> _WHAT TO DO_: Repeat the lines below exactly as they appear, but leave out the images.

── INPUT DATA

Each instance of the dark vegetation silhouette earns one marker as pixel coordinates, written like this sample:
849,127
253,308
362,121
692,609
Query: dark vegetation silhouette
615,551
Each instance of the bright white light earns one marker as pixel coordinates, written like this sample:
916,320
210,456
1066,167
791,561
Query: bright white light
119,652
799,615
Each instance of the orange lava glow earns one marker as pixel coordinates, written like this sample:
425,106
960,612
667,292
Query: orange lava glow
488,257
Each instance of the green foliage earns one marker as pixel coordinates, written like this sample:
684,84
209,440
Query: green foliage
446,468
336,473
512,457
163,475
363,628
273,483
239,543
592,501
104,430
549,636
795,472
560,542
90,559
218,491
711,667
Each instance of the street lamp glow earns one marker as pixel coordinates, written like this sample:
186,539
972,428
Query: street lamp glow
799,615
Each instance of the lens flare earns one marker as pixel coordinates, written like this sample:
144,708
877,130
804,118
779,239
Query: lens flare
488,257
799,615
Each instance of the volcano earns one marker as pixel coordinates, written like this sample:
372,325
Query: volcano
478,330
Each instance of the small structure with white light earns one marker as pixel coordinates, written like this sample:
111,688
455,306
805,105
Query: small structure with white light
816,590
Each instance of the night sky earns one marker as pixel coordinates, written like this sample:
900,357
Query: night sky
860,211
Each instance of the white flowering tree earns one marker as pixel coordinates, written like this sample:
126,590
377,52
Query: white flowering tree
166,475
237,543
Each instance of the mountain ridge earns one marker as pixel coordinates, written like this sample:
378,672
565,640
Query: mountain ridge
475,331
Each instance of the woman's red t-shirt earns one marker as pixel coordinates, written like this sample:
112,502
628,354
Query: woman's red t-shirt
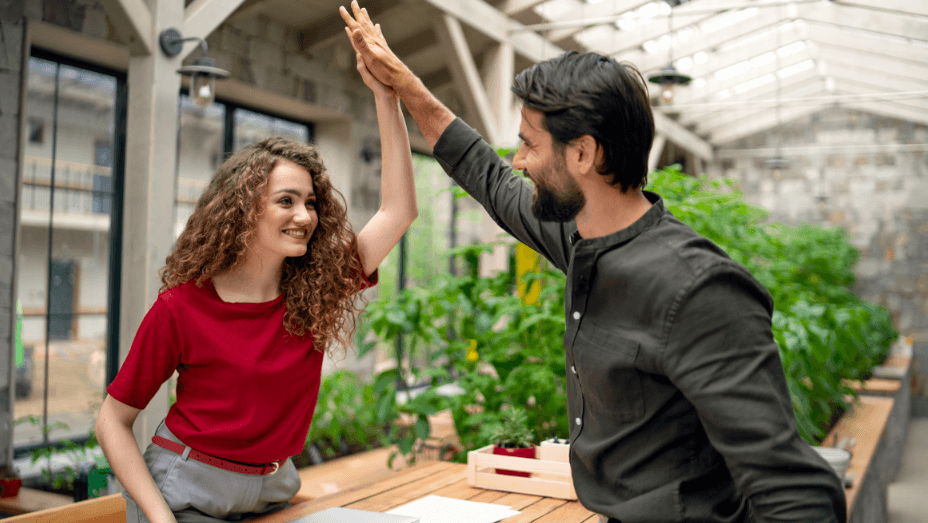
246,388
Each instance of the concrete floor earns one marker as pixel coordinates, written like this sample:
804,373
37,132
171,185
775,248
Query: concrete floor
908,494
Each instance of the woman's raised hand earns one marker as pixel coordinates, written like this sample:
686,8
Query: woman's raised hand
368,42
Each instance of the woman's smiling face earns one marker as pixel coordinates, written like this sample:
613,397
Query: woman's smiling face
289,217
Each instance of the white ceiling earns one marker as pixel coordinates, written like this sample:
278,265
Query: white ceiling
754,63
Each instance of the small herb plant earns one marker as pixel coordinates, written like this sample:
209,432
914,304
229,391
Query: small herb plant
513,430
75,453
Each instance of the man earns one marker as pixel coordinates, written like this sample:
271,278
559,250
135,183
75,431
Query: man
679,409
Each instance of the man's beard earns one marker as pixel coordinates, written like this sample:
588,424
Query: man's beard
563,206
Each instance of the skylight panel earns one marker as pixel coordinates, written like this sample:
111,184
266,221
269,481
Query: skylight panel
753,84
791,49
728,19
733,70
764,59
797,68
627,23
556,9
596,37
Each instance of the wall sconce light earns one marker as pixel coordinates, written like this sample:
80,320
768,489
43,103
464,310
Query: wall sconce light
203,72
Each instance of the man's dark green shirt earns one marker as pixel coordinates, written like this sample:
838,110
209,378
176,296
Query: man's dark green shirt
678,404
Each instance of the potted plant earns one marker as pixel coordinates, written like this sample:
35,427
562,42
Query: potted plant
513,437
9,482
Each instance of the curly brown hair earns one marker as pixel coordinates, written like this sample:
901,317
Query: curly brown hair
320,287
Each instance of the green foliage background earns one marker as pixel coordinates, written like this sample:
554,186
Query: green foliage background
501,353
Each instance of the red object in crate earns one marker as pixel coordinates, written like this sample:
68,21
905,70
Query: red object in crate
9,487
528,452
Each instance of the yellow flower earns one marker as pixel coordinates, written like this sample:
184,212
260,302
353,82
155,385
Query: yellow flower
472,351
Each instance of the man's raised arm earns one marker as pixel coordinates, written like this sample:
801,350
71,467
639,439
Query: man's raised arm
431,115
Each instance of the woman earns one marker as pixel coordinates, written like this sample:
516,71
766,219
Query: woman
262,281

────

> _TASK RESPONSE_:
Each instance of the dark vegetation silhouette earns one marker as pixel coordinates, written like this sample:
849,127
253,308
362,121
692,609
Query: dark vegetation silhouette
615,551
Each instance of the bright white light earns one marker as pixel coordinates, written like this sample:
916,320
210,456
1066,167
791,561
Query: bright white light
119,652
799,615
Each instance of the orange lava glow earns one marker as pixel coordinates, written like this sample:
425,106
960,612
667,292
Query: orange lava glow
488,257
Each instance of the green foliage earns one marker as pixel coordinates, written like this sample:
684,84
209,440
Query: green foliage
446,468
336,473
512,457
163,475
363,628
273,483
239,543
592,501
104,430
549,636
795,472
560,542
90,559
218,491
711,667
Each instance of the street lamp glow earns one marker as pixel coordinates, written like this sample:
186,539
972,428
Query: street lamp glow
799,615
Each instance of the lens flare earns one marker as pixel coordinates, written like this sample:
144,708
877,130
804,118
779,239
Query: lens flare
488,257
799,615
Each instance of the volcano earns one marker as pixel coordinates, written like this sample:
372,325
Query: volcano
478,330
Each instance of the small structure with white light earns one marker as pixel coordinates, written like this sample:
111,688
455,306
805,105
Query: small structure with white light
816,590
Each instance of the night sky earns one marker as pixel coordinates, written like this sample:
900,357
Query: night sky
860,211
Each instance of the white flowering tree earns one marker as pixel coordinates, written like this sample:
126,590
377,52
Query: white flowering tree
166,475
237,543
Each instance of the mountain ridge earns one marker as pixel coordinates, written like this sample:
378,672
565,640
Query: mountain ridge
475,331
Each instance of the woman's red t-shirt earns one marker as pixel coordinates, written like this sample:
112,502
628,354
Query: woman's red t-shirt
246,388
Each instance of the concrete floor earns one marker as pixel coordinates, written like this sample:
804,373
37,132
171,185
775,248
Query: concrete floor
908,494
Each instance of the woman's raised hand earns one marker as pixel coordinates, written like this sample:
686,8
Query: woman's raised hand
368,42
Each instance of the woman's smiling face earns one marker as pixel coordinates, written like this sample:
613,397
Query: woman's smiling face
289,217
Each instance of the white ceiling earns one marker as pixel coordinates, written like this sample:
278,265
Query: white ceiling
754,63
Each instance of the small herb plant earns one marker as pixel coordinates, written like this sample:
209,432
914,304
229,391
Query: small herb plant
513,430
75,453
Each instance of the man earns one marker as pixel coordinates, written like this sample:
271,278
559,250
135,183
75,431
Query: man
679,409
Each instance of the man's beard earns one marker as pixel coordinates, written like this sample:
588,424
Query: man's beard
563,206
Each instance of the skylight panel earns one marker as pixel coordinates, written like this sample:
111,184
266,221
269,481
Query: skylight panel
753,84
791,49
728,19
733,70
764,59
797,68
627,23
556,9
596,37
Each instance of the wall sconce light earns one marker as pixel coordinates, written like this sample:
80,320
768,489
43,103
464,310
Query: wall sconce light
203,72
Each instance of the man's dark green shirt earns one marker as pixel coordinates, written like this sample:
838,110
209,378
176,296
Query: man's dark green shirt
678,404
Each instance of the potted plant earns one marker as pixel coordinates, written like this sample:
35,427
562,42
Query: potted plant
513,437
9,482
Each instance of the curly brown hair earns one marker as pixel coordinates, written like this sample:
901,317
Query: curly brown hair
320,287
Each instance of the green foliage background earns one marker as pixel coordinates, written like this sample:
554,186
Query: green foliage background
501,353
Each instance of the red object in crate earns one marker as pixel coordinates, written like this sample:
68,21
905,70
Query: red object in crate
9,487
528,452
Each instance of the yellow flower earns one marker as pixel coordinates, written like this sample:
184,212
260,302
353,82
155,385
Query: yellow flower
472,351
Each instance of the man's raised arm earns one marker as pixel coordinates, written like this sample:
801,350
71,467
639,439
Query: man's raised arm
431,115
Each instance of the woman earns one marker as pixel coordinates, written like this sample:
516,71
766,219
Query: woman
262,281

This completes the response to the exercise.